> [SOURCE EXTRACT]
By Fr. Shenan J. Boquet, Human Life International, April 22, 2019

The State of the Faith in Europe and Easter Hope

It is almost impossible not to find a dire symbolism in the burning of Notre Dame Cathedral in Paris on the first day of Holy Week, the day after – as Ross Douthat points out – Catholics worldwide listened to a Gospel in which St. Luke recounted the rending of the veil of the temple.

Notre Dame is the symbolic heart of the Catholic Church in France. And France – the “eldest daughter of the Church” – is in many respects the symbolic heart of the faith in Europe. Many felt something like physical pain watching this most magnificent and history-laden Catholic cathedral burning. Many too found in this horrific event a physical manifestation of the destructive fires that are ravaging the Church in France, Europe, and much of the world.

Bishop Athanasius Schneider, the auxiliary of Astana, Kazakhstan, for instance, said in a reflection that the burning of Notre Dame is a sign of the “spiritual conflagration” that has swept the Church. Bishop Schneider pointed to the destruction over the past 50 years of the “Church’s most spiritual masterpieces,” including its moral teachings and liturgical life. Cardinal Raymond Burke had much the same thoughts. The fire, he said, leads Catholics to contemplate the “attacks upon the infinite beauty of the faith by the grievous sins and crimes of our day.”

Caravaggio’s “The Incredulity of St. Thomas”

> [EXERCISE OBJECTIVE] Write out the Notre Dame fire essay from "The State of" up to and including "of the temple.", substituting "Passion Week" for "Holy Week". The data that comes after this point is from a separate source, not from the Notre Dame fire essay.

> [DATA EXTRACT]
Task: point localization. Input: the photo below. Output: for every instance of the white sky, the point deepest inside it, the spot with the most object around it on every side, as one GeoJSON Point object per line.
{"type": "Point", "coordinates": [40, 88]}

> [SOLUTION TO THIS PROBLEM]
The State of the Faith in Europe and Easter Hope

It is almost impossible not to find a dire symbolism in the burning of Notre Dame Cathedral in Paris on the first day of Passion Week, the day after – as Ross Douthat points out – Catholics worldwide listened to a Gospel in which St. Luke recounted the rending of the veil of the temple.